In the controls and procedures excerpt, during which quarter did the company report no change in its internal control over financial reporting?

▸ **TEXT FOR ANALYSIS**
════════
Item 4. Controls and Procedures
Pursuant to Rule 13a-15(b) under the Securities Exchange Act of 1934, as amended (the “Exchange Act”), we carried out an evaluation, under the supervision and with the participation of our management, including our Chief Executive Officer (“CEO”), who is our principal executive officer, and Vice President and Chief Financial Officer (“CFO”), who is our principal financial officer, of the effectiveness of the design and operation of our disclosure controls and procedures (as defined under Rule 13a-15(e) and 15d-15(e) under the Exchange Act) as of the end of the period covered by this report. Based upon that evaluation, as of the end of the period covered by this report, our CEO and CFO concluded that our disclosure controls and procedures are effective to ensure that information required to be disclosed by us in the reports that we file or submit under the Exchange Act, is recorded, processed, summarized and reported, within the time periods specified in the SEC’s rules and forms, and that such information is accumulated and communicated to our management, including our CEO and CFO, as appropriate, to allow timely decisions regarding required disclosure.
Changes in internal control over financial reporting.
There has been no change in our internal control over financial reporting during the quarter ended March 31, 2016 that has materially affected, or is reasonably likely to materially affect, our internal control over financial reporting.
Forward-looking information
This document contains both historical and forward-looking information. Words such as “anticipates,” “assumes,” “estimates,” “expects,” “projects,” “predicts,” “intends,” “plans,” “potential,” “believes,” “may,” “should” and similar expressions may identify forward-looking information. Forward-looking information in this document includes, but is not limited to, statements regarding future performance of The Brink’s Company and its global operations, including: the scope, anticipated savings, costs and other impacts of our Reorganization and Restructuring activities; 2016 revenues, organic revenue growth, projected currency impact on revenues, operating profit and operating profit margin, income from continuing operations, non-operating expense and earnings per share, capital expenditures, capital leases and depreciation and amortization; 2016 operating profit margin in the U.S. and Mexico; the repatriation of cash from our Venezuelan and Argentinean operations; costs related to our operations in Ireland; compensation costs related to equity awards; the anticipated financial effect of pending litigation; our anticipated effective tax rate for 2016 and our tax position; net income (loss) attributable to noncontrolling interests; future pension obligations; the ability to meet liquidity needs; expenses and payouts for the U.S. retirement plans and the non-U.S. pension plans and the expected long-term rate of return and funded status of the primary U.S. pension plan; expected liability for and future contributions to the UMWA plans; liability for black lung obligations; our ability to obtain U.S. dollars in Venezuela; and future impairments related to our operations in Venezuela. Forward-looking information in this document is subject to known and unknown risks, uncertainties, and contingencies, which are difficult to quantify and which could cause actual results, performance or achievements to differ materially from those that are anticipated.
════════
▸ **INFORMATION GIVEN**
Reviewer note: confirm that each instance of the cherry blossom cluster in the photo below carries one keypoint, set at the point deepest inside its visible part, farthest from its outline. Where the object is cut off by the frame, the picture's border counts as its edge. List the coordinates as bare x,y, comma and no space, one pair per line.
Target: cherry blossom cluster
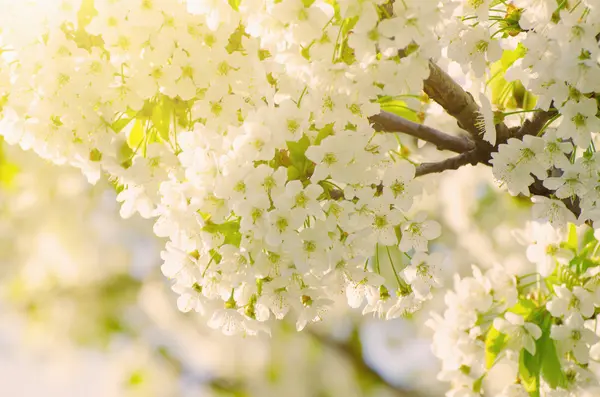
243,128
541,327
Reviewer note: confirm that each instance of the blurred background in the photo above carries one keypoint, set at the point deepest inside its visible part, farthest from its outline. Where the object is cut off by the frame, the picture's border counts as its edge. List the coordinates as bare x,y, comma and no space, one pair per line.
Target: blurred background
85,310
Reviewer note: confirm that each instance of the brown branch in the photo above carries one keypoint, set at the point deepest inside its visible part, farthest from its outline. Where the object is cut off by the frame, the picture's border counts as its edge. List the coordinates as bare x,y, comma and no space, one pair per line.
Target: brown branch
452,163
535,125
389,122
458,103
354,356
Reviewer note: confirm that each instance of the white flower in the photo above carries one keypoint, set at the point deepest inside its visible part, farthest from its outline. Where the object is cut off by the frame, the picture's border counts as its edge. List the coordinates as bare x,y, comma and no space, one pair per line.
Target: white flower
486,123
574,337
521,334
424,273
417,232
567,302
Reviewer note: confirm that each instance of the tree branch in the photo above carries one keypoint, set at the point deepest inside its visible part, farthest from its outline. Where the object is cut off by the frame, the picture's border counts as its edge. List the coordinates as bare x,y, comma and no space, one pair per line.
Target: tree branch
389,122
361,367
535,125
452,163
458,103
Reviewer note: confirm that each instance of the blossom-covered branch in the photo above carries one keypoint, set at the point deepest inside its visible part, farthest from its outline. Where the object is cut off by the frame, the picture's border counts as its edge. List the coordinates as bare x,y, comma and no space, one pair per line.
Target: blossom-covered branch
452,163
457,102
389,122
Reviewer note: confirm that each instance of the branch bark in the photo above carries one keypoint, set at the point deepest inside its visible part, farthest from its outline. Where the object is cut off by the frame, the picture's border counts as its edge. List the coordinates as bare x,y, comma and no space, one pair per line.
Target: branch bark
389,122
452,163
355,357
534,126
458,103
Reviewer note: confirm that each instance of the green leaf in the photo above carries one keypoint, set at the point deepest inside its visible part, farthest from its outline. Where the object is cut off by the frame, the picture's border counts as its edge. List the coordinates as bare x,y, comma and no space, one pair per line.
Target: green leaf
136,135
495,342
546,363
509,95
524,308
324,133
161,118
118,125
572,239
235,4
230,230
399,108
303,166
529,373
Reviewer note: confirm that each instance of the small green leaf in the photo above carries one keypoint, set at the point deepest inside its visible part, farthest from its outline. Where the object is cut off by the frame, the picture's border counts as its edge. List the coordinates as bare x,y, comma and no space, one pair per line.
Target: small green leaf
523,308
529,372
161,118
572,239
235,4
495,342
136,135
551,369
118,125
95,155
400,108
230,230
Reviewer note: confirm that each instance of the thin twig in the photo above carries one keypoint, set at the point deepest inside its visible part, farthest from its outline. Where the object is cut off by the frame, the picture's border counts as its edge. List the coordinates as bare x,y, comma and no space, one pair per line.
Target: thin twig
458,103
389,122
361,367
452,163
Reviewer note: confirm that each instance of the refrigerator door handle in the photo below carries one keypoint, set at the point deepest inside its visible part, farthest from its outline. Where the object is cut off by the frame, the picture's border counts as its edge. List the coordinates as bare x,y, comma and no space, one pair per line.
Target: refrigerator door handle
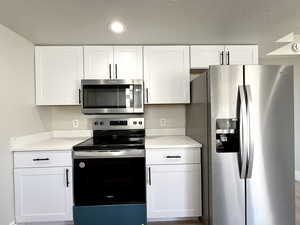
════════
▸ **ANSWER TO THIS PROBLEM**
The quarter ended March 31, 2016.